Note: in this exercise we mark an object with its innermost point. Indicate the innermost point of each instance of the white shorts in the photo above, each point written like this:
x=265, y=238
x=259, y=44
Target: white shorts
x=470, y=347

...

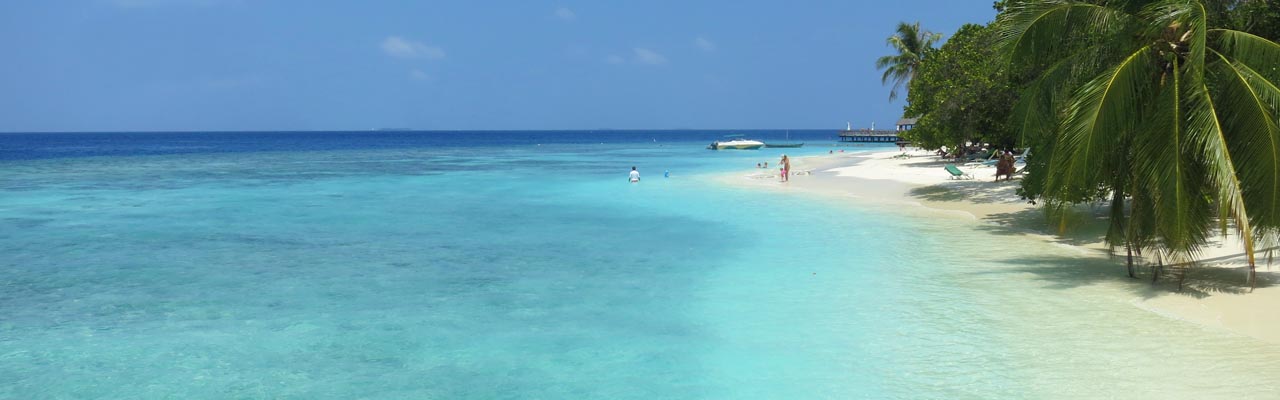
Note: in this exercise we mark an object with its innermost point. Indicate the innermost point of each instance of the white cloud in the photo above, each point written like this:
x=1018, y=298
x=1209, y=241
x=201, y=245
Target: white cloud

---

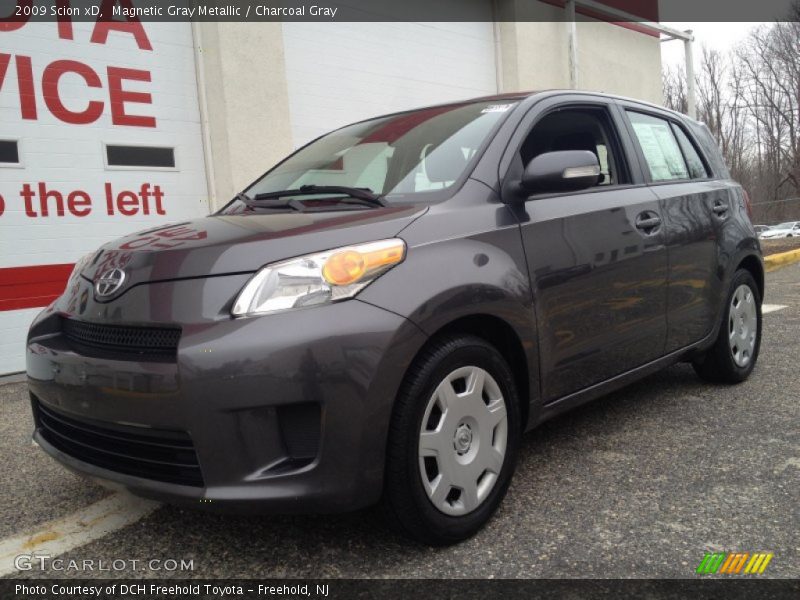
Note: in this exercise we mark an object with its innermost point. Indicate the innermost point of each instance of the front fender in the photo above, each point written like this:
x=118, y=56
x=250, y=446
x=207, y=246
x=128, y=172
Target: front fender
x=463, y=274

## What is being asked
Bring together all lines of the entries above in which the string "exercise" occurs.

## Solution
Note: in this exercise we mark an object with its innermost point. Indicate the innermost point of each instance of the white shorts in the photo above, each point written like this:
Note: in this exercise we mark an object with its innermost point. Indicate the innermost point of each instance of the white cloud in the photo above, each point written like this:
Note: in this exercise we mark an object with its innermost point. Indicate the innermost point of each instance of the front fender in the photo above, each point written like this:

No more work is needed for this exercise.